- _EXERCISE OBJECTIVE_
Rewrite the stretch from the line containing "Outline every instance of the fog" through the end of the records, swapping "fog light" for "headlamp" and keeping everything else the same.

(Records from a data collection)
*-*-*
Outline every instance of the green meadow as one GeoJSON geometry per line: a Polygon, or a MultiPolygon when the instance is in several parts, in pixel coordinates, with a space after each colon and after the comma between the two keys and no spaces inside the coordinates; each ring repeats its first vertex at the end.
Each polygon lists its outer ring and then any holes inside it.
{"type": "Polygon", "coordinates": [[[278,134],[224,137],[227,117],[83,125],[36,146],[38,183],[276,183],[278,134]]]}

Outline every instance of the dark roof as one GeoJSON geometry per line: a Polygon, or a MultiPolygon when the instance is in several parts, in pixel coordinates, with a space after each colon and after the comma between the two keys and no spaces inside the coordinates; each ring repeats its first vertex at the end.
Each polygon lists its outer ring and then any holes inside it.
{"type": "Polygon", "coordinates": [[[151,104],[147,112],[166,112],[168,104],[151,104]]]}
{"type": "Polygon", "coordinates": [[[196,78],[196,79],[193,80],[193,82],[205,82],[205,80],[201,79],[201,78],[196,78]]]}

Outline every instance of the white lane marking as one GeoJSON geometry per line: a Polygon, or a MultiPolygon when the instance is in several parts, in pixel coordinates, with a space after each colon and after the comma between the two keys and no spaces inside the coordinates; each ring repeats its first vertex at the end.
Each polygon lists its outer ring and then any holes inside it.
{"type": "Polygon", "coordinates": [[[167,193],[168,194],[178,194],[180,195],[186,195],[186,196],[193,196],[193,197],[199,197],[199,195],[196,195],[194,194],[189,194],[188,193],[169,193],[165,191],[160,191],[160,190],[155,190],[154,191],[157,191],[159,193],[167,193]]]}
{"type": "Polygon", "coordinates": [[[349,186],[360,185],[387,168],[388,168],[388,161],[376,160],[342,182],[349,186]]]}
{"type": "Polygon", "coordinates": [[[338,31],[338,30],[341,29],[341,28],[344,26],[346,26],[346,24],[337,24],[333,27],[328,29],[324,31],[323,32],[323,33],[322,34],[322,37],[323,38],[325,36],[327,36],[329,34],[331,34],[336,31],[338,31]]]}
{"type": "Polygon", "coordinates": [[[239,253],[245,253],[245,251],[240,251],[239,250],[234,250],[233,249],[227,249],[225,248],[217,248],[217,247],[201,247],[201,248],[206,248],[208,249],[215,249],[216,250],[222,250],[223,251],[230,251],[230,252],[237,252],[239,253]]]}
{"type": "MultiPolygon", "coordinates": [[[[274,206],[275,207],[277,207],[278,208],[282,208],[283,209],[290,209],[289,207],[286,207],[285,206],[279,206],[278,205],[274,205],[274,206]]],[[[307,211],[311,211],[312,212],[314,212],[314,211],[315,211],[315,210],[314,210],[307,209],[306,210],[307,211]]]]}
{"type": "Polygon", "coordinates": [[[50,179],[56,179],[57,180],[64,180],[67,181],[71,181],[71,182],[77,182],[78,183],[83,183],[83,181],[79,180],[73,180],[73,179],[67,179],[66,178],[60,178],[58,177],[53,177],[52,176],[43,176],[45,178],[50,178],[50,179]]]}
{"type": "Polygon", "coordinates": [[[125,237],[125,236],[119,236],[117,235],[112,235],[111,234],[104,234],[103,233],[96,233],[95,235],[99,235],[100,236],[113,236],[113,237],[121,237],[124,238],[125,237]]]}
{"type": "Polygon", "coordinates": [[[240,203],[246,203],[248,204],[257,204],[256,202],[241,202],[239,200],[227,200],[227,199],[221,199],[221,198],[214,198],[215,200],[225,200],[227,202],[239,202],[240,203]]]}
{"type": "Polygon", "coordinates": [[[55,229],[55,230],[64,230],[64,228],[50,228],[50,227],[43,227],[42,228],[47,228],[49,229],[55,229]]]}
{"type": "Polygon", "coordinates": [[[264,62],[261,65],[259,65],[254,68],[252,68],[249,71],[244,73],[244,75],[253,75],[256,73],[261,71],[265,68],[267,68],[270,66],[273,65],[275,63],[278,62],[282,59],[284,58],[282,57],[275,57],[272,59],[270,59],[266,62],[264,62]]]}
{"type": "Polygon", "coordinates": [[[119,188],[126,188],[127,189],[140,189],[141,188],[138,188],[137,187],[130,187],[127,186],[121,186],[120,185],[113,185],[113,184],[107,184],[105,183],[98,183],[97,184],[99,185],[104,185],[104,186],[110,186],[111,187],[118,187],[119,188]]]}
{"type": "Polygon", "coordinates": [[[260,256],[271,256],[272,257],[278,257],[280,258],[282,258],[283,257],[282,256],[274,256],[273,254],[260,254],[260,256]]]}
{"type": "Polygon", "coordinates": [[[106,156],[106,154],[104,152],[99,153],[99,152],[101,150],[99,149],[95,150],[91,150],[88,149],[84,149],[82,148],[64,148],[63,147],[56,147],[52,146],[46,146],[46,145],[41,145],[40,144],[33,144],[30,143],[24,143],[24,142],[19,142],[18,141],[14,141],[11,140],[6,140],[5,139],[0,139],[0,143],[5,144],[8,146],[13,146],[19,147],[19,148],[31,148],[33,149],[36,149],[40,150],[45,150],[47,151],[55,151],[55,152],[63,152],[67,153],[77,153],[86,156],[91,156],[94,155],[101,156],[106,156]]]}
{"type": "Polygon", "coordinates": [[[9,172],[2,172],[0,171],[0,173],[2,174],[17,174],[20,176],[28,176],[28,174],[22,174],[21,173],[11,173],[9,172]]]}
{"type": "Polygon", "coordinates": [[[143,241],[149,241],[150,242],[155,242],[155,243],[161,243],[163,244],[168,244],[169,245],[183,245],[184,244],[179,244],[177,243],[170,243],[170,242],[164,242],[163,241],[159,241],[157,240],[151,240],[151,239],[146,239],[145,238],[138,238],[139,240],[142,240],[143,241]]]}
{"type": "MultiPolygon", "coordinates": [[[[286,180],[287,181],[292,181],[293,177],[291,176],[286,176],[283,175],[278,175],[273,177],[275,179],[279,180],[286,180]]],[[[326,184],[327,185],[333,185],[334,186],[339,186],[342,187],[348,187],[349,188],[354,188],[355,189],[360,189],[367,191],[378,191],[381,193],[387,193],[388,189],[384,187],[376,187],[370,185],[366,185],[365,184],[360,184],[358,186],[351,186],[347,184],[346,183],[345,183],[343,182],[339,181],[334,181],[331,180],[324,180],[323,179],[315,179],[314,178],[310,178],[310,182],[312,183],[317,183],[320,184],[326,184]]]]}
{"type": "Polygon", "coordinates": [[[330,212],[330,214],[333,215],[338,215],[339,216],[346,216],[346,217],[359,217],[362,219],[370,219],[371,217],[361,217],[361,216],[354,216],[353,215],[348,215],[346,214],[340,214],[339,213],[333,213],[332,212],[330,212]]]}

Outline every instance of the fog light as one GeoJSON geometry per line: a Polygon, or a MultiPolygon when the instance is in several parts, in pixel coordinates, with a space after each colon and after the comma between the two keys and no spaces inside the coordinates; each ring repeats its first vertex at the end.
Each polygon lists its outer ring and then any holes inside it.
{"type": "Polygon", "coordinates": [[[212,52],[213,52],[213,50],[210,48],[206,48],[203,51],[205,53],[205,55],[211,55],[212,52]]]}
*-*-*
- _PROBLEM SOLUTION_
Outline every instance of the headlamp as one GeoJSON geometry per line: a Polygon, or a MultiPolygon when the instance is in several parts, in pixel coordinates, with a space after each colon and after the comma between the two keys and no spaces inside the coordinates; each ring repeats its first vertex at the end.
Each polygon lists its outer ring and then any holes inside it.
{"type": "Polygon", "coordinates": [[[212,52],[213,52],[213,50],[210,48],[206,48],[203,51],[205,53],[205,55],[211,55],[212,52]]]}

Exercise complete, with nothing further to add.